Instructions:
1. In the passage on MIF in the pancreatic islets, in which glucagon-producing cell line was MIF mRNA found at a much lower level?
2. Write the next part of the passage on MIF in the pancreatic islets, picking up after its final sentence.

Mouse pancreata were immunostained with anti-MIF, anti-insulin, and anti-GLUT2 antibodies. MIF was visualized within the cytoplasm of islet cells that also were positive for insulin and GLUT2 (Fig. 1). The GLUT2-positive staining was predominantly localized to cell membranes (10, 13). The cells that were positive for MIF, insulin, and GLUT2 did not react with a specific anti-CD14 antibody (data not shown), indicating that the MIF staining was not due to contaminating islet macrophages, as cells of the monocyte/macrophage lineage have been shown previously to contain preformed MIF protein (4).
Figure 1.
Immunohistochemical localization of MIF in the islets of Langerhans of the pancreas. MIF is detected within the cytoplasm of islet cells (B) that also are positive for insulin (C) and GLUT2 (D). The GLUT2-positive staining is localized predominantly to cell membranes (10, 13). No MIF is detected when cells are stained with preimmune serum (negative control) (A).
The MIF Gene Is Expressed in β Cell Lines and MIF Protein Colocalizes to the Insulin-Containing Granules.
Several phenotypically distinct cell lines derived from the islets of Langerhans were analyzed for MIF expression by Northern blotting. High levels of MIF mRNA were detected at baseline in the insulin-producing cell lines INS-1 and βTC3, and in RIN-1027 B2 cells, which also secrete somatostatin and glucagon (Fig. 2). MIF mRNA also was detected in a much lower extent in the glucagon-producing cell line (InR1-G9). Double immunostaining then was performed in the insulin-secreting INS-1 cells to determine the subcellular localization of MIF protein. As shown in Fig. 3, MIF and insulin localize to the cytoplasm of INS-1 cells. The immunofluorescence intensity was greater for insulin than for MIF (Fig. 3 A and C, respectively), suggesting that INS-1 cells may contain more insulin than MIF. Some granules (stained in red in Fig. 3B) contain only insulin, whereas others contain a mixture of MIF and insulin (appearing as orange-yellow granules in Fig. 3B). No granules appear to contain MIF alone. Because both hormones colocalize within secretory granules of INS-1 cells, the secretion of MIF may be regulated in the same manner as insulin.

Items listed in a dataset:
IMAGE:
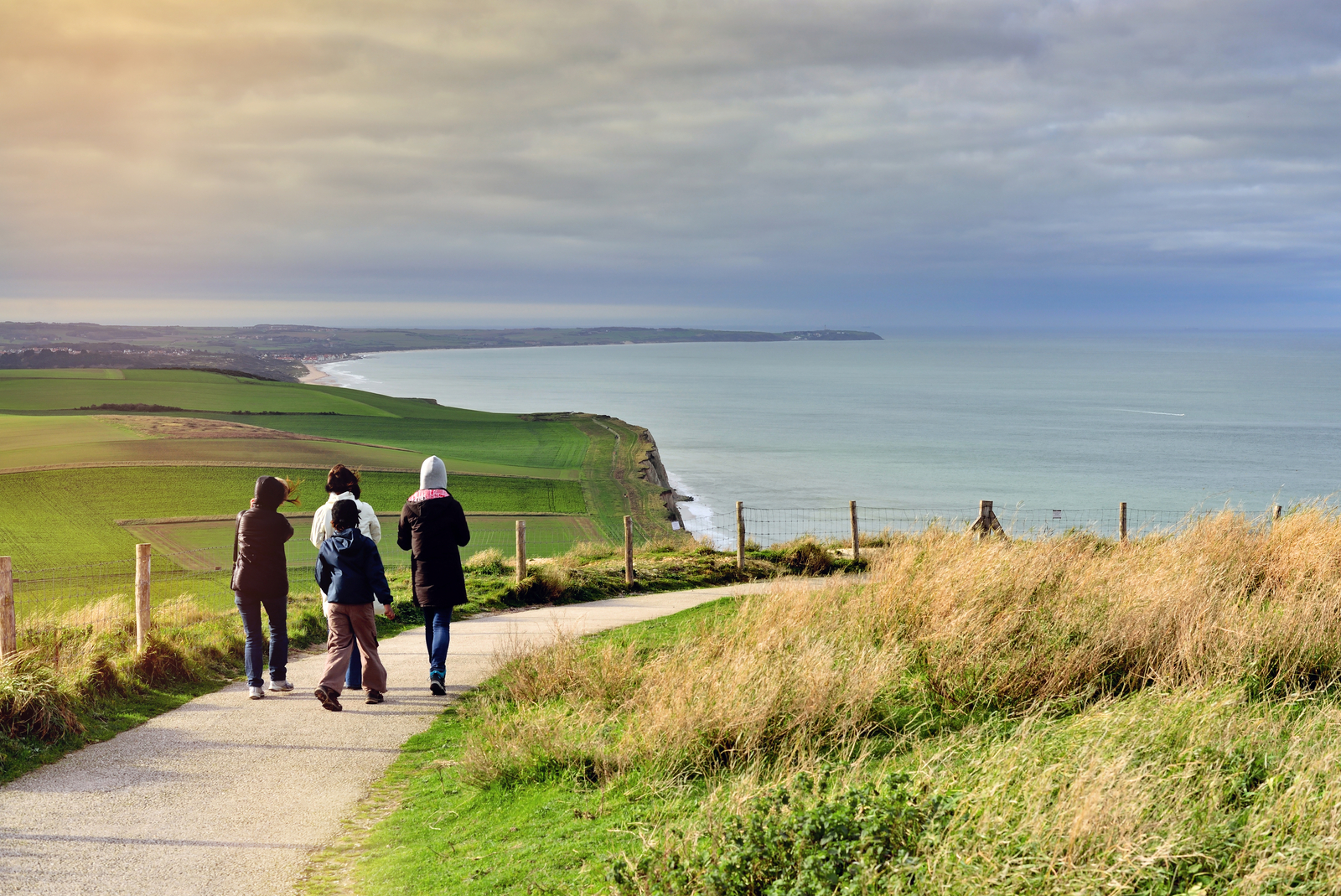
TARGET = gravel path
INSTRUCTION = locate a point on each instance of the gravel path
(230, 795)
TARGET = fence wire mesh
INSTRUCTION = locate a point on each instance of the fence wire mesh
(768, 527)
(185, 583)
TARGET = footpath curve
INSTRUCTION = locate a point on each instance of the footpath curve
(231, 795)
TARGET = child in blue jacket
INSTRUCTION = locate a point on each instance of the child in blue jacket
(349, 572)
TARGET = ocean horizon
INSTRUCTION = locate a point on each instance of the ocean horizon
(936, 422)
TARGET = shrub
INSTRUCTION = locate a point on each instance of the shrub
(33, 703)
(791, 842)
(487, 562)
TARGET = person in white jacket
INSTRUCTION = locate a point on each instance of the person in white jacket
(342, 484)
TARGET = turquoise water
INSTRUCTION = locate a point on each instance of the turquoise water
(1167, 422)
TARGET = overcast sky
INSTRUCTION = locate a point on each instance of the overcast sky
(733, 163)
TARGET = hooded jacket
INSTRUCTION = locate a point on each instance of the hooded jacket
(261, 569)
(349, 569)
(433, 529)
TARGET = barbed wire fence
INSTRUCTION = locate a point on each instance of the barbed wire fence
(768, 527)
(185, 587)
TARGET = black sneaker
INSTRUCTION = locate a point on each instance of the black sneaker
(329, 699)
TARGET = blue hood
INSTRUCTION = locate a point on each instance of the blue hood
(349, 569)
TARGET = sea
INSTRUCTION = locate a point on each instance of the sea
(929, 420)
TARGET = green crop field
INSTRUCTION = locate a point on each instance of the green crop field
(67, 516)
(518, 444)
(188, 389)
(545, 536)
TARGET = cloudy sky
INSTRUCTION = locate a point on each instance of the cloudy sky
(733, 163)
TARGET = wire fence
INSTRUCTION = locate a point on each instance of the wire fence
(768, 527)
(184, 583)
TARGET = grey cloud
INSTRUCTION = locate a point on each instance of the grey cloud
(529, 149)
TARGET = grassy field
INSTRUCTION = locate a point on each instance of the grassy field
(1070, 715)
(551, 448)
(546, 536)
(77, 676)
(69, 516)
(144, 466)
(185, 389)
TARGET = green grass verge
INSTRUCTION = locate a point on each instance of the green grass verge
(428, 829)
(1074, 715)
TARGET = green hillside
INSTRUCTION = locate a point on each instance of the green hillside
(200, 439)
(67, 516)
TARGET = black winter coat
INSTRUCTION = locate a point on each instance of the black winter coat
(433, 530)
(259, 563)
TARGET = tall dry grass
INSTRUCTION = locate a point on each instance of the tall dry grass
(945, 627)
(69, 663)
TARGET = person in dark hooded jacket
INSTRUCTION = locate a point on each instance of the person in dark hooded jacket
(261, 578)
(349, 572)
(433, 529)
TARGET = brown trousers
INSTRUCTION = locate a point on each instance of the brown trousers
(346, 623)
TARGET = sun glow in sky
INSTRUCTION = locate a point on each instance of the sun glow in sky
(762, 163)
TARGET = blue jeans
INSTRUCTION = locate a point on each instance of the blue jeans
(277, 608)
(436, 634)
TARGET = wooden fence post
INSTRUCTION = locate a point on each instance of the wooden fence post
(628, 550)
(141, 596)
(8, 627)
(856, 536)
(520, 550)
(741, 534)
(986, 522)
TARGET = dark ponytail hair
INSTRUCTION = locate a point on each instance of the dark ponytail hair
(344, 515)
(342, 479)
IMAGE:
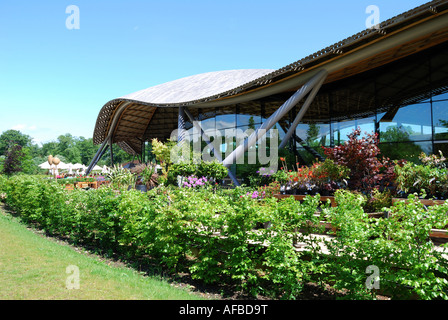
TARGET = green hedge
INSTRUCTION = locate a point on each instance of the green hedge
(217, 236)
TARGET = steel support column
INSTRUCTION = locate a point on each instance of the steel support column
(210, 145)
(302, 112)
(275, 117)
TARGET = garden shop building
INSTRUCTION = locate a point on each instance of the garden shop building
(391, 80)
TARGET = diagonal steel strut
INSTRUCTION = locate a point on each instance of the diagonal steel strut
(275, 117)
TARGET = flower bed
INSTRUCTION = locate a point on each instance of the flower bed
(212, 234)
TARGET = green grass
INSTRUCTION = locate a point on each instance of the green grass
(33, 267)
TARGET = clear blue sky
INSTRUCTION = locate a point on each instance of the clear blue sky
(55, 81)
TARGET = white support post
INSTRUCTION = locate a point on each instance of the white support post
(210, 145)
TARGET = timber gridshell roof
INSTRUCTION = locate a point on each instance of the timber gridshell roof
(153, 112)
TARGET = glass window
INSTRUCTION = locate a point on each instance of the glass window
(440, 112)
(208, 124)
(443, 96)
(342, 129)
(314, 134)
(410, 123)
(442, 146)
(405, 150)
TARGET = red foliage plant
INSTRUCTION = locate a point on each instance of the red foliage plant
(360, 155)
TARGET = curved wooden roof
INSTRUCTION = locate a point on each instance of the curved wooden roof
(136, 117)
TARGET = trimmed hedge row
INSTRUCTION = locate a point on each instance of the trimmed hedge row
(218, 236)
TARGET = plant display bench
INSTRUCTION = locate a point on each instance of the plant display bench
(302, 197)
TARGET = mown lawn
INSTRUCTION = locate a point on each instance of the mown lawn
(33, 267)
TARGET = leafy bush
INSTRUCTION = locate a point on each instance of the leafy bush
(412, 178)
(228, 237)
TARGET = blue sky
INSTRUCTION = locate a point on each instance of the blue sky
(54, 80)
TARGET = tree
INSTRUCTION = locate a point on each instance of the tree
(13, 160)
(10, 137)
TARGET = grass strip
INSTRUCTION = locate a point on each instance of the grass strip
(33, 267)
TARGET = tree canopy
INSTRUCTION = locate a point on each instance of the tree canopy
(68, 148)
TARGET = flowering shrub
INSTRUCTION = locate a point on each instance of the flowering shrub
(360, 155)
(178, 226)
(193, 182)
(323, 177)
(256, 194)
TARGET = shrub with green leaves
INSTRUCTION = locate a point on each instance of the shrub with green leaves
(216, 235)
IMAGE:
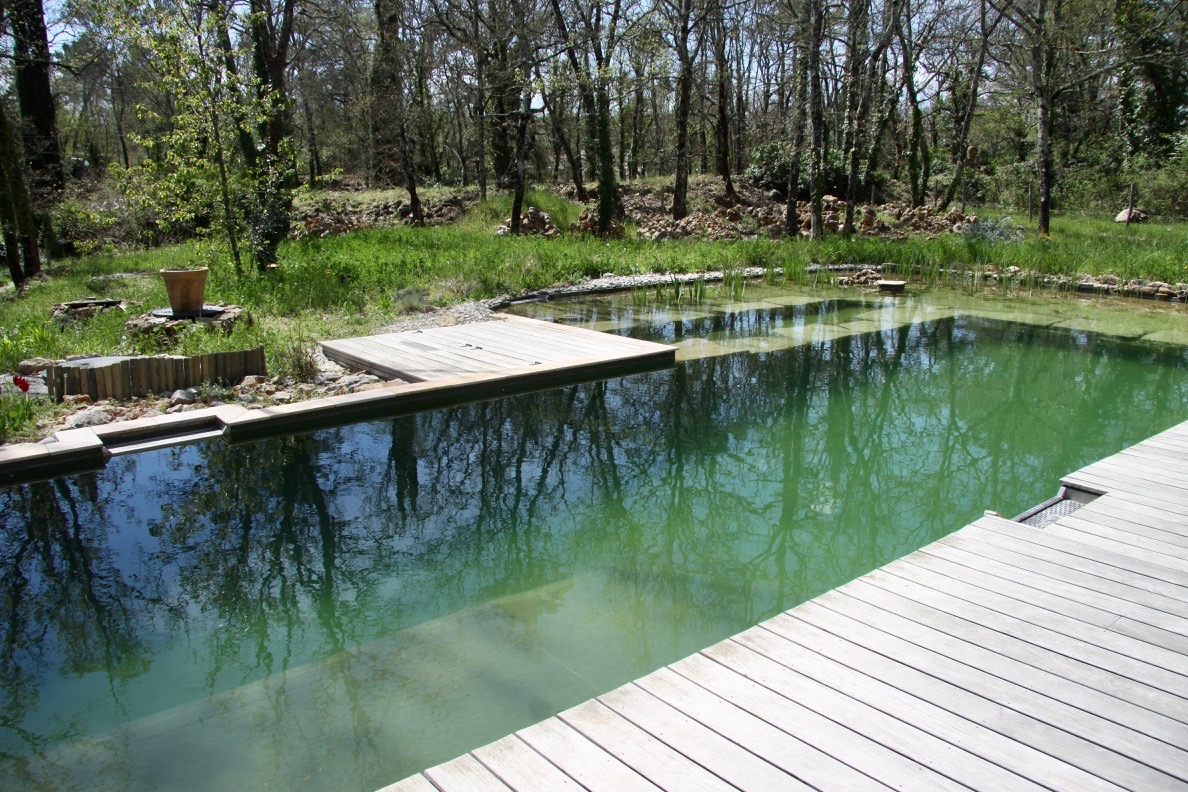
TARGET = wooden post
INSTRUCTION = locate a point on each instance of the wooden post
(138, 377)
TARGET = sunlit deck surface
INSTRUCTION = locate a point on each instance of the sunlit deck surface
(1002, 657)
(504, 344)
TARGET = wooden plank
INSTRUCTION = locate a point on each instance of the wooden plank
(1145, 572)
(524, 347)
(1103, 578)
(790, 754)
(789, 715)
(903, 736)
(1129, 492)
(465, 774)
(529, 340)
(1040, 669)
(645, 754)
(586, 762)
(794, 717)
(465, 359)
(1135, 521)
(1138, 467)
(569, 330)
(1002, 736)
(1145, 514)
(725, 759)
(1051, 620)
(406, 362)
(1106, 602)
(1126, 536)
(412, 784)
(520, 767)
(1117, 546)
(1047, 724)
(1010, 625)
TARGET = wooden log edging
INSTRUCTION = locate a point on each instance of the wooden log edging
(139, 377)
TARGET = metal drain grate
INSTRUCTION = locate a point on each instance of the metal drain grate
(1062, 505)
(1051, 513)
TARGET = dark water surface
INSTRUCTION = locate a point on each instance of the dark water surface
(340, 609)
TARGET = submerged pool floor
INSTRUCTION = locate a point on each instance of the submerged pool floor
(343, 608)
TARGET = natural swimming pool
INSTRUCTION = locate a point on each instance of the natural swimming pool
(339, 609)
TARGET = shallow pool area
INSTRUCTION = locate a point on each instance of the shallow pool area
(340, 609)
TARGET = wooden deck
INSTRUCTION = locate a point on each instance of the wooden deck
(1002, 657)
(505, 343)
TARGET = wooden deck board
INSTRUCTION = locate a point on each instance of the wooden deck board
(510, 344)
(999, 657)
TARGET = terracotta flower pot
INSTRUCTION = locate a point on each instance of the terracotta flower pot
(187, 289)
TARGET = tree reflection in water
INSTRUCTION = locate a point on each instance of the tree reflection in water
(339, 609)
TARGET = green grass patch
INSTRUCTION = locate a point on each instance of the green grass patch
(358, 283)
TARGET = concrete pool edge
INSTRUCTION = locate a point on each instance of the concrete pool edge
(81, 450)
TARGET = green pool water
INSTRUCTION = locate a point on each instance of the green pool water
(340, 609)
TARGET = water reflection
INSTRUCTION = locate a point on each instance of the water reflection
(339, 609)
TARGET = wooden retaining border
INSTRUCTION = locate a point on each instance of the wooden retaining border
(137, 377)
(88, 449)
(1002, 657)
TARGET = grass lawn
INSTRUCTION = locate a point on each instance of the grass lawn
(355, 284)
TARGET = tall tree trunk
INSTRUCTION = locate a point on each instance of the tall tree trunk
(722, 131)
(480, 113)
(315, 157)
(277, 170)
(524, 68)
(857, 33)
(683, 108)
(592, 86)
(918, 157)
(38, 113)
(885, 99)
(797, 113)
(389, 87)
(967, 115)
(1042, 69)
(17, 209)
(816, 116)
(572, 159)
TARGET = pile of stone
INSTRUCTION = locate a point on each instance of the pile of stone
(865, 277)
(84, 309)
(332, 219)
(532, 221)
(226, 320)
(1135, 215)
(928, 220)
(587, 222)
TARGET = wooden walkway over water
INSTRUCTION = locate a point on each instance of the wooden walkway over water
(1002, 657)
(505, 343)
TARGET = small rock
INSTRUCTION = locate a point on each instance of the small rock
(92, 417)
(183, 397)
(1136, 216)
(33, 366)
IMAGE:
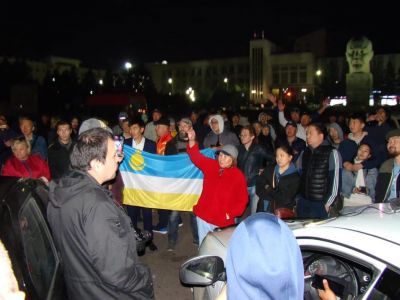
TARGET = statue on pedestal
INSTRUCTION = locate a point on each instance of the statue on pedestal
(359, 79)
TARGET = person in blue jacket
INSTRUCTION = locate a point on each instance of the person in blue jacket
(273, 268)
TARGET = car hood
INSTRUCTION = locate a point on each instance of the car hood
(377, 220)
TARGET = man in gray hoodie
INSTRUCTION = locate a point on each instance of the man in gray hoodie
(219, 136)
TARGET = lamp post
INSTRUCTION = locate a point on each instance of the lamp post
(128, 66)
(226, 81)
(170, 82)
(318, 89)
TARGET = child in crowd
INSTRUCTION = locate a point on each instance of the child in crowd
(358, 188)
(279, 184)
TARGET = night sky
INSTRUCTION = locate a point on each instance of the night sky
(106, 33)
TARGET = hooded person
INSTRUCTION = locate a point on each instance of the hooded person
(264, 119)
(273, 268)
(335, 136)
(219, 135)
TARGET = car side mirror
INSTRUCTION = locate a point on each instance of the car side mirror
(202, 271)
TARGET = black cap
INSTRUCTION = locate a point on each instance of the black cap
(291, 123)
(162, 121)
(392, 133)
(295, 109)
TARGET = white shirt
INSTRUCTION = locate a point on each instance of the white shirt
(140, 145)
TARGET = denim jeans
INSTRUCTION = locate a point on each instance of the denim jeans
(311, 209)
(253, 199)
(163, 215)
(349, 182)
(204, 228)
(133, 213)
(173, 226)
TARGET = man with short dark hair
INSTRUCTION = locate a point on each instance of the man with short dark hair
(320, 170)
(60, 150)
(150, 129)
(38, 143)
(92, 231)
(292, 140)
(388, 183)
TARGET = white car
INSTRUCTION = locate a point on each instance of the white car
(359, 252)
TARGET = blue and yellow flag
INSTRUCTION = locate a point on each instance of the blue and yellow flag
(156, 181)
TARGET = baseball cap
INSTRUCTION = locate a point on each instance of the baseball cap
(187, 121)
(123, 115)
(163, 121)
(291, 123)
(295, 109)
(230, 150)
(392, 133)
(93, 123)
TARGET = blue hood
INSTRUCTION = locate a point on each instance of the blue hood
(264, 261)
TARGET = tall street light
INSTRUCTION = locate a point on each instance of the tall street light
(170, 82)
(128, 66)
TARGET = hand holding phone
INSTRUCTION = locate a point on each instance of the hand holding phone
(119, 145)
(336, 287)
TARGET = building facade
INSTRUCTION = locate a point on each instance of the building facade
(267, 69)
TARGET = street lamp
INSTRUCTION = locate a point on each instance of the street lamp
(318, 91)
(128, 66)
(170, 82)
(226, 83)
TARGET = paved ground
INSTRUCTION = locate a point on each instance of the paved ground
(165, 265)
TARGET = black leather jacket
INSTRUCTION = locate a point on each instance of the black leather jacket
(96, 240)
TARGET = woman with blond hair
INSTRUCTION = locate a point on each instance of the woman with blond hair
(23, 164)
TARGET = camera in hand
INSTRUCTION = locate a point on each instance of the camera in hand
(335, 286)
(142, 237)
(362, 189)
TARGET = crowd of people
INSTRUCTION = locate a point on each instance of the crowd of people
(286, 161)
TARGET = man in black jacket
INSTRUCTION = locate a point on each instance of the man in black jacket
(320, 169)
(251, 160)
(92, 231)
(388, 183)
(60, 150)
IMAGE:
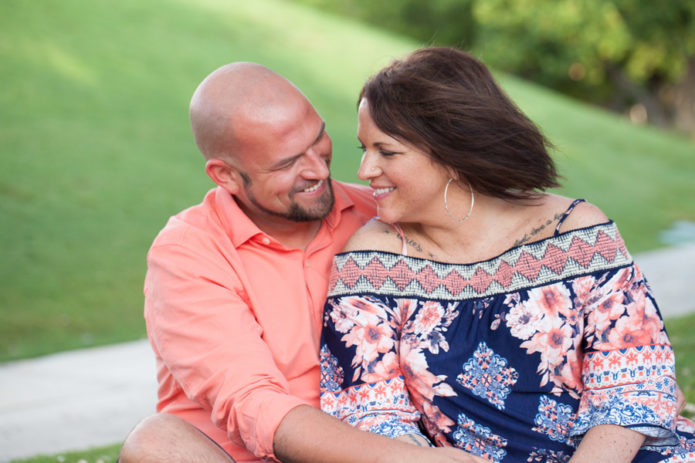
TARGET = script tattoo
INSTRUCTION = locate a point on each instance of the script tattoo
(527, 236)
(414, 244)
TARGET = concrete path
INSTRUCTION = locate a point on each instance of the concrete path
(88, 398)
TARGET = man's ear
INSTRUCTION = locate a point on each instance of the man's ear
(224, 175)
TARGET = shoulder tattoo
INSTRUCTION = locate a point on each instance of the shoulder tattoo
(534, 231)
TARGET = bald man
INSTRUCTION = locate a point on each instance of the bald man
(235, 288)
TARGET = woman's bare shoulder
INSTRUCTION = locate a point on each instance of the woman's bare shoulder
(584, 214)
(374, 236)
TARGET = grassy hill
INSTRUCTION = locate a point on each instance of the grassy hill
(96, 151)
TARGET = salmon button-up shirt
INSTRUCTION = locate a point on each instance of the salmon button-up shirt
(234, 317)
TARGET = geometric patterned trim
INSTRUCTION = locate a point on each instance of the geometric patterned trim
(628, 366)
(570, 254)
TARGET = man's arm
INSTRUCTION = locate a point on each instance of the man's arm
(307, 435)
(212, 345)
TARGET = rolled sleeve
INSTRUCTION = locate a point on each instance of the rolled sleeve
(628, 368)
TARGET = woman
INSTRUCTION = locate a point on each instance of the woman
(509, 322)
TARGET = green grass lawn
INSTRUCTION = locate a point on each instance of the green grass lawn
(96, 151)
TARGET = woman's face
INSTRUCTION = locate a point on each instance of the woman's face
(408, 185)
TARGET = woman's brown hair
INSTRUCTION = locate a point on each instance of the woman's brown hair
(446, 103)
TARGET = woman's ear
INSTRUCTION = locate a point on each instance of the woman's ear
(224, 175)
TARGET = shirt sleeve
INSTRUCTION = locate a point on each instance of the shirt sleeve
(200, 322)
(628, 367)
(361, 376)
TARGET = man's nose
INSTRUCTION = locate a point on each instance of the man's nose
(316, 165)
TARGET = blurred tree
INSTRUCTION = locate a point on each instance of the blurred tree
(622, 54)
(631, 56)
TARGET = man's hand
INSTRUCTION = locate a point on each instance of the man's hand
(308, 435)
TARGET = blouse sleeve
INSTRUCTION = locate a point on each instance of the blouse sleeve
(628, 366)
(361, 378)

Answer set:
1. InR1-G9

2.
Figure 2.
MIF is highly expressed in pancreatic β cell lines. Northern blotting analyses of MIF mRNA (0.6 kb) and β-actin mRNA (1.8 kb) expression in two insulin-producing cell lines (INS-1 and βTC3), an insulin and somatostatin cell line (RIN1027-B2), a glucagon-producing cell line (InR1-G9), and nonpancreatic cell lines (JEG-3 and COS-1). Total RNA (10 μg) was prepared and analyzed as described in Methods. The MIF transcript is detected in high abundance in the insulin-producing cell lines.
Figure 3.
MIF is colocalized in the insulin-containing granule of β cells. INS-1 cells were stained with anti-insulin (A), anti-insulin and anti-MIF (B), or anti-MIF IgG (C) and revealed by immunofluorescence (Texas Red for the anti-insulin antibodies and fluorescein isothiocyanate for the anti-MIF). Insulin granules are red, MIF staining is green, and the orange-yellow staining corresponds to granules containing MIF and insulin. Fluorescence images were obtained with confocal laser scan microscope. (×60.)
Expression and Glucose-Dependent Regulation of MIF mRNA in Pancreatic β Cell Lines and in Isolated Rat Pancreatic Islets.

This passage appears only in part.